What to do: Can you give every line of the records below as a numbered list, with any blank lines left out?

Excerpted records:
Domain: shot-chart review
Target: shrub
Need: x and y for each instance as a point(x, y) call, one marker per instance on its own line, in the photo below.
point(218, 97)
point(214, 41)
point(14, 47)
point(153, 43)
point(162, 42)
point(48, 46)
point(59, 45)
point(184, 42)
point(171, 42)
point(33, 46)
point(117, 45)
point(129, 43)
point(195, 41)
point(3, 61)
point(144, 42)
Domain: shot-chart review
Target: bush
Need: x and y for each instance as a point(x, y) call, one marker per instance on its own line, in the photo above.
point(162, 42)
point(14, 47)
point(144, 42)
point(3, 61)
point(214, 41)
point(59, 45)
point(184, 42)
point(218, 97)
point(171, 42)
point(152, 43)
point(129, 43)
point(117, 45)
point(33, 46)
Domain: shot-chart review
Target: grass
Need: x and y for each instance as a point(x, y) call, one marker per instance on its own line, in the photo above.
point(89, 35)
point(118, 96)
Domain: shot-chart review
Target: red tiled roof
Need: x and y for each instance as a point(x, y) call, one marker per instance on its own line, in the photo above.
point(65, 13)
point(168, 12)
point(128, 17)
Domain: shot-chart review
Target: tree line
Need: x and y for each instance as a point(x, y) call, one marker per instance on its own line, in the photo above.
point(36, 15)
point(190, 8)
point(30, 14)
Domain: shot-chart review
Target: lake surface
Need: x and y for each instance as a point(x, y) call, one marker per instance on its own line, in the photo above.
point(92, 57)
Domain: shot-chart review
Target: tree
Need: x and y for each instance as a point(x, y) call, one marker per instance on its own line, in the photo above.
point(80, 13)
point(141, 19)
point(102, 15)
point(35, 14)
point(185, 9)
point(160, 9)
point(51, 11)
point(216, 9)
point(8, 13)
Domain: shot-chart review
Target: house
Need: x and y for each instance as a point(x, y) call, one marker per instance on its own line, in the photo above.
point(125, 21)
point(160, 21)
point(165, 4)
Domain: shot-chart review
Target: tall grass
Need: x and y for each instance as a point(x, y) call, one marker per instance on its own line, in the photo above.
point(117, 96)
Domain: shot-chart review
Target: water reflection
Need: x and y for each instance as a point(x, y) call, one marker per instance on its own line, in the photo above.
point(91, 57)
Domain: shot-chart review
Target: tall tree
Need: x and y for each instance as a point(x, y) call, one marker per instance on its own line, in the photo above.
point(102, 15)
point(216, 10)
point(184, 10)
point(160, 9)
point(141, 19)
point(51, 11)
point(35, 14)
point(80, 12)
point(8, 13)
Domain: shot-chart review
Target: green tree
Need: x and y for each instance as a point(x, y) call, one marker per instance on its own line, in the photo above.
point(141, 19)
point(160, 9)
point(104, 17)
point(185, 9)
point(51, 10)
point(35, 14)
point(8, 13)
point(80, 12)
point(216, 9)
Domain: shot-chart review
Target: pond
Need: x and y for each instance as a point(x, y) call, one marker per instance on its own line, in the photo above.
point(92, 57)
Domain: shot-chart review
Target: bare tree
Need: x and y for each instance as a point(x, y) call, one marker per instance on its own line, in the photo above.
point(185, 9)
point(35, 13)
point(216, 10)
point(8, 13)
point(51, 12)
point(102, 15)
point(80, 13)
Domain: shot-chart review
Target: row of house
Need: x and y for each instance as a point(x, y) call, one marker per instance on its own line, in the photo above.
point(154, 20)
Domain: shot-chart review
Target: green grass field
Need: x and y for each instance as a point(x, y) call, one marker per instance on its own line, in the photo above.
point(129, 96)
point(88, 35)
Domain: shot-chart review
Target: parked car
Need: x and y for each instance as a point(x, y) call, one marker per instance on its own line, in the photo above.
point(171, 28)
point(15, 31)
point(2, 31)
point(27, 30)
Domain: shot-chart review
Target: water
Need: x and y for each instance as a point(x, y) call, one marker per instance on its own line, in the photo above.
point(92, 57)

Output of the exercise:
1. Domain: shot-chart review
2. Target: shrub
3. Need: x and y for each instance as a point(x, y) call, one marker per instance on its own line, in the photo below.
4. point(218, 97)
5. point(214, 41)
6. point(14, 47)
7. point(153, 43)
8. point(162, 42)
9. point(48, 46)
10. point(59, 45)
11. point(184, 42)
12. point(171, 42)
13. point(33, 46)
14. point(117, 45)
15. point(129, 43)
16. point(195, 41)
17. point(3, 61)
18. point(144, 42)
19. Domain: shot-chart review
20. Target: bush
21. Need: x and y for each instance as a point(x, y) call, one marker per instance on its own line, in the photo above.
22. point(162, 42)
23. point(14, 47)
24. point(144, 42)
25. point(3, 61)
26. point(214, 41)
27. point(59, 45)
28. point(184, 42)
29. point(218, 97)
30. point(171, 42)
31. point(152, 43)
32. point(129, 43)
33. point(117, 45)
34. point(33, 46)
35. Domain: shot-chart review
36. Target: grass
37. Need: x and y for each instance as a point(x, y) call, one marker per instance on its own line, in the photo above.
38. point(89, 35)
39. point(118, 96)
40. Domain: shot-chart review
41. Target: red tiled roof
42. Need: x and y for each instance as a point(x, y) call, one marker per instance on its own line, in the photo above.
43. point(65, 13)
44. point(168, 12)
45. point(128, 17)
46. Domain: shot-chart review
47. Target: tree line
48. Need: x and y for each instance as a point(x, y) call, one marker per instance on its own line, in the photo above.
49. point(36, 15)
50. point(190, 8)
51. point(30, 14)
52. Domain: shot-chart review
53. Target: lake surface
54. Need: x and y for each instance as a point(x, y) call, one marker per instance on its own line, in the photo above.
55. point(92, 57)
56. Domain: shot-chart review
57. Target: tree
58. Need: x and y for each instance as a point(x, y) call, one marker per instance on its own line, in the photo above.
59. point(80, 13)
60. point(141, 19)
61. point(102, 15)
62. point(35, 14)
63. point(185, 9)
64. point(160, 9)
65. point(51, 11)
66. point(216, 9)
67. point(8, 13)
68. Domain: shot-chart review
69. Target: house
70. Need: x and y for each instance as a point(x, y) call, one marker per instance on its own line, in the photo above.
71. point(125, 21)
72. point(160, 21)
73. point(165, 4)
74. Domain: shot-chart review
75. Target: tall grass
76. Need: x and y for each instance as a point(x, y) call, one marker per instance on its own line, in the photo above.
77. point(117, 96)
78. Domain: shot-chart review
79. Target: water reflection
80. Need: x and y for each instance as a point(x, y) call, one marker per instance on its own line, in the photo above.
81. point(91, 57)
82. Domain: shot-chart review
83. Target: tall tree
84. Need: x and y for each instance as a point(x, y) call, one marker per instance on its own line, in the photo above.
85. point(102, 15)
86. point(216, 10)
87. point(184, 10)
88. point(160, 9)
89. point(141, 19)
90. point(51, 11)
91. point(35, 14)
92. point(80, 12)
93. point(8, 13)
94. Domain: shot-chart review
95. Target: green tree
96. Need: x and y for each instance as a point(x, y) call, one marker per instance on its own line, in the photo above.
97. point(141, 19)
98. point(160, 9)
99. point(104, 17)
100. point(185, 9)
101. point(51, 10)
102. point(35, 14)
103. point(8, 13)
104. point(80, 12)
105. point(216, 9)
106. Domain: shot-chart review
107. Target: pond
108. Need: x and y for each instance as a point(x, y) call, one marker per instance on its own line, in the photo above.
109. point(92, 57)
110. Domain: shot-chart review
111. Target: bare tree
112. Need: x and y for each instance as a point(x, y) call, one marker per instance on its own line, in the photo above.
113. point(185, 9)
114. point(35, 13)
115. point(216, 10)
116. point(8, 13)
117. point(51, 12)
118. point(102, 15)
119. point(80, 13)
120. Domain: shot-chart review
121. Target: row of house
122. Need: x and y for each instance as a point(x, y) call, one marker per instance on its own line, in the photo above.
123. point(154, 20)
124. Domain: shot-chart review
125. Target: green grass field
126. Need: x and y for each instance as a point(x, y) call, one marker per instance on its own line, in the photo above.
127. point(129, 96)
128. point(88, 35)
129. Domain: shot-chart review
130. Target: parked car
131. Need: x and y for each instance as a point(x, y) call, one marker per instance on its own line, in the photo above.
132. point(171, 28)
133. point(15, 31)
134. point(2, 31)
135. point(27, 30)
136. Domain: shot-chart review
137. Target: water
138. Need: x and y for each instance as a point(x, y) call, one marker per instance on its own line, in the photo above.
139. point(92, 57)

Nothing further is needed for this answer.